In your copy, repeat each record exactly and include no pictures.

--

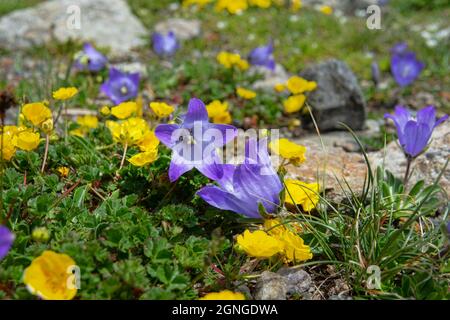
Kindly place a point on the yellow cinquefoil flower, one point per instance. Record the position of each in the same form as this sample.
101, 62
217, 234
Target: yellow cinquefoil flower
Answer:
259, 244
105, 111
295, 249
298, 85
36, 113
50, 276
27, 140
302, 193
64, 93
232, 6
149, 142
223, 295
245, 93
124, 110
230, 60
294, 103
291, 151
161, 109
63, 171
218, 111
143, 158
326, 10
129, 132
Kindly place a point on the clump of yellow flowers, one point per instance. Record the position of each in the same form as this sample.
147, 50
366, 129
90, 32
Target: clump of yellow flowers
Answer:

--

Answer for the task:
Kindly place a point on the yellow cinquefoil flower, one point per instance. Record the position of each in the same form as this sample.
101, 62
217, 234
Target: yellow cinquefoil flower
Answer:
259, 244
105, 111
295, 249
298, 85
36, 113
50, 276
27, 140
302, 193
64, 93
232, 6
149, 142
223, 295
245, 93
124, 110
230, 60
294, 103
291, 151
161, 109
63, 171
218, 111
143, 158
326, 10
129, 132
Kindly place a point on the clump of yellow flowers, one point per instance. Record the position of each in the same form as this sample.
147, 50
366, 129
90, 32
Target: clump of yellow flowers
Answer:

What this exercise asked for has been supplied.